> _TASK GOAL_
Keep every character as it is and output all of the records.

> _SOURCE DATA_

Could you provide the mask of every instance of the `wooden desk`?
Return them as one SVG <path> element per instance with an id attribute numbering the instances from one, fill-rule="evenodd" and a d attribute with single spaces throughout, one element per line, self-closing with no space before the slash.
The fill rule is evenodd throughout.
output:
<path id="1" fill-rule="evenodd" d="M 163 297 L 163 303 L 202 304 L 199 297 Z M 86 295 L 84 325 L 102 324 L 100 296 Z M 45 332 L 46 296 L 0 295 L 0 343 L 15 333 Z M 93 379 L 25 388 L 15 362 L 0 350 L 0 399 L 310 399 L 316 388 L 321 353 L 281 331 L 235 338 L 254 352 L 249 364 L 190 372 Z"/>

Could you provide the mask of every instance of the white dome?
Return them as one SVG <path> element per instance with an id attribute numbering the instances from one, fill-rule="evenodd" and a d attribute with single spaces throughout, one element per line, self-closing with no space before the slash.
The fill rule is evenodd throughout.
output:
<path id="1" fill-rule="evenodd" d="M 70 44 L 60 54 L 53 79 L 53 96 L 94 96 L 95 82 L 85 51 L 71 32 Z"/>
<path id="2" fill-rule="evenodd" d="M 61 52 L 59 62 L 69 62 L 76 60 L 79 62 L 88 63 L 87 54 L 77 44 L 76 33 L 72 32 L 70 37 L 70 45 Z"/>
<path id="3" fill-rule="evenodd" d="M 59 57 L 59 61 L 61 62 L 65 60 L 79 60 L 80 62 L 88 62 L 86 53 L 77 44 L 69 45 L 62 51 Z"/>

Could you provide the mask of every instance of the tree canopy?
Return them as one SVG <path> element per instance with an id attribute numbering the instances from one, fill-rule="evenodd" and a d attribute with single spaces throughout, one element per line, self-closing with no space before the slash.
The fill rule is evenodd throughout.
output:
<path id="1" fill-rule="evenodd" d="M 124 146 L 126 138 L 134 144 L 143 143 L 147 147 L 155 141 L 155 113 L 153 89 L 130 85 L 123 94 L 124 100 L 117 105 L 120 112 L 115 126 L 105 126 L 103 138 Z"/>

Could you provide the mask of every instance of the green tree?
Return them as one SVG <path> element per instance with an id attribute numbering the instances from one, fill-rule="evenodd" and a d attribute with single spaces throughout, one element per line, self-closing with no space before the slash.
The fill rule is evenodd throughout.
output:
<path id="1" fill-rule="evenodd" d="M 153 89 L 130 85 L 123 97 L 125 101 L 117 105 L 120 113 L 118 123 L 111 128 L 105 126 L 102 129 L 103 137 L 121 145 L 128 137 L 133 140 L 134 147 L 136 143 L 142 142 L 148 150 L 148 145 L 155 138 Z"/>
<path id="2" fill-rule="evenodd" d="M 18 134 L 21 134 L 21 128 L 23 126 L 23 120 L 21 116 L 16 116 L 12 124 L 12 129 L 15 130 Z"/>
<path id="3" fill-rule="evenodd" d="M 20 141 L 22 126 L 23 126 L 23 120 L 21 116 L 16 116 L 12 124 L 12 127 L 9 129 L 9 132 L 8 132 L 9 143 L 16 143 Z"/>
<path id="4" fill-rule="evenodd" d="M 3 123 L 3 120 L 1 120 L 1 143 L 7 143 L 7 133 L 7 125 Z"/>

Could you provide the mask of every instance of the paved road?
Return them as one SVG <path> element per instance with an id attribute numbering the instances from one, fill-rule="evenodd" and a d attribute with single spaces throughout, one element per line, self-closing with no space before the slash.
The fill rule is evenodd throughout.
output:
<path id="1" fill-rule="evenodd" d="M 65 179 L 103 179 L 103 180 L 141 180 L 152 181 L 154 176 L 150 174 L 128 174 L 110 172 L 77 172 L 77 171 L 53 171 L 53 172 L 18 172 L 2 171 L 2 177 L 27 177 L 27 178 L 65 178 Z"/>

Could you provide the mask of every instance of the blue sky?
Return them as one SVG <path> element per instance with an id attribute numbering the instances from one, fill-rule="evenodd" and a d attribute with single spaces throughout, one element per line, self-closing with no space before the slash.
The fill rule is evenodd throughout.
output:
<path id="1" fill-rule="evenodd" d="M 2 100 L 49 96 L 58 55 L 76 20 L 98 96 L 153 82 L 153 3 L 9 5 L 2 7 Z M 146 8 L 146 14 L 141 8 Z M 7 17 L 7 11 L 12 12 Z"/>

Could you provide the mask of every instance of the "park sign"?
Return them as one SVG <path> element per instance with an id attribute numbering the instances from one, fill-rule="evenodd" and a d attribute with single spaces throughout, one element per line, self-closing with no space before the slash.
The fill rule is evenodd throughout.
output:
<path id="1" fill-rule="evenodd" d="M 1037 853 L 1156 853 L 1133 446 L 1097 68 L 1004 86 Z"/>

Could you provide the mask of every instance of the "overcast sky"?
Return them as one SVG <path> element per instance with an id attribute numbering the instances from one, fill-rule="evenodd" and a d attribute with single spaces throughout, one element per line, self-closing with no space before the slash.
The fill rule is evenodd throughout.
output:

> _ANSWER_
Could you provide the mask of every instance of the `wooden desk`?
Return them as one SVG <path> element per instance with an id attribute numbering the instances from one, fill-rule="evenodd" and a d attribute with single spaces throughout, one element per line, self-closing with no space before the slash.
The fill rule is evenodd throughout.
output:
<path id="1" fill-rule="evenodd" d="M 163 297 L 163 303 L 202 304 L 199 297 Z M 86 295 L 84 325 L 102 324 L 100 296 Z M 45 332 L 46 296 L 0 295 L 0 343 L 15 333 Z M 93 379 L 25 388 L 15 362 L 0 350 L 0 399 L 310 399 L 316 388 L 321 353 L 281 331 L 235 338 L 254 352 L 249 364 L 190 372 Z"/>

Could you provide the mask of every instance of the white dome?
Return them as one SVG <path> element per instance with an id attribute numbering the instances from one, fill-rule="evenodd" and a d attribute with single spaces throughout, one element per line, self-closing with no space before the slash.
The fill rule is evenodd throughout.
output:
<path id="1" fill-rule="evenodd" d="M 70 44 L 60 54 L 53 79 L 53 96 L 94 96 L 95 82 L 85 51 L 71 32 Z"/>
<path id="2" fill-rule="evenodd" d="M 61 52 L 59 62 L 69 62 L 76 60 L 79 62 L 88 63 L 87 54 L 77 44 L 76 33 L 72 32 L 70 37 L 70 45 Z"/>
<path id="3" fill-rule="evenodd" d="M 59 57 L 59 61 L 61 62 L 65 60 L 79 60 L 80 62 L 88 62 L 86 53 L 77 44 L 69 45 L 62 51 Z"/>

Could you provide the mask of every instance of the tree canopy?
Return them as one SVG <path> element per instance with an id attribute numbering the instances from one, fill-rule="evenodd" and a d attribute with single spaces throughout, one element per line, self-closing with no space before the slash.
The fill rule is evenodd throughout.
output:
<path id="1" fill-rule="evenodd" d="M 124 146 L 126 138 L 134 144 L 143 143 L 147 147 L 155 141 L 155 113 L 153 89 L 130 85 L 123 94 L 124 100 L 117 105 L 120 112 L 115 126 L 105 126 L 103 138 Z"/>

Could you provide the mask of every instance of the green tree?
Return them as one SVG <path> element per instance with an id attribute numbering the instances from one, fill-rule="evenodd" and a d attribute with single spaces throughout, one element per line, self-closing with no space before the slash.
The fill rule is evenodd throughout.
output:
<path id="1" fill-rule="evenodd" d="M 153 89 L 130 85 L 123 97 L 125 101 L 117 105 L 120 113 L 118 123 L 111 128 L 105 126 L 102 129 L 103 137 L 121 145 L 128 137 L 133 140 L 134 147 L 136 143 L 142 142 L 148 150 L 148 145 L 155 138 Z"/>
<path id="2" fill-rule="evenodd" d="M 18 134 L 21 134 L 21 128 L 23 126 L 23 120 L 21 116 L 16 116 L 12 124 L 12 129 L 15 130 Z"/>
<path id="3" fill-rule="evenodd" d="M 20 141 L 22 126 L 23 126 L 23 120 L 21 116 L 16 116 L 12 124 L 12 127 L 9 129 L 9 132 L 8 132 L 9 143 L 16 143 Z"/>
<path id="4" fill-rule="evenodd" d="M 3 123 L 3 120 L 1 120 L 1 143 L 7 143 L 7 133 L 7 125 Z"/>

Could you provide the mask of every instance of the paved road?
Return them as one SVG <path> element per instance with an id attribute numbering the instances from one, fill-rule="evenodd" and a d attribute with single spaces throughout, one element per line, self-closing with no space before the slash.
The fill rule is evenodd throughout.
output:
<path id="1" fill-rule="evenodd" d="M 65 179 L 103 179 L 103 180 L 141 180 L 152 181 L 154 176 L 150 174 L 128 174 L 110 172 L 77 172 L 77 171 L 53 171 L 53 172 L 18 172 L 2 171 L 2 177 L 27 177 L 27 178 L 65 178 Z"/>

Could you provide the mask of every instance of the blue sky?
Return them as one SVG <path> element per instance with an id attribute numbering the instances from one, fill-rule="evenodd" and a d attribute with single spaces throughout, one element per line, self-closing with no space before the slash.
The fill rule is evenodd throughout.
output:
<path id="1" fill-rule="evenodd" d="M 2 100 L 49 96 L 58 55 L 76 20 L 98 96 L 153 82 L 153 3 L 9 5 L 2 7 Z M 146 8 L 146 14 L 141 8 Z M 7 17 L 7 11 L 12 12 Z"/>

Could you provide the mask of every instance of the "park sign"?
Return them as one SVG <path> element per instance with an id attribute numbering the instances from one, fill-rule="evenodd" and a d attribute with single spaces throughout, one element per line, self-closing with no space before the slash.
The fill rule is evenodd throughout.
output:
<path id="1" fill-rule="evenodd" d="M 1037 853 L 1156 853 L 1133 446 L 1097 68 L 1004 86 Z"/>

Could you provide the mask of every instance of the "overcast sky"?
Return them as one SVG <path> element per instance with an id attribute numbering the instances from one, fill-rule="evenodd" and a d attribute with single spaces throughout, one element per line, self-closing with no space before the slash.
The fill rule is evenodd throughout.
output:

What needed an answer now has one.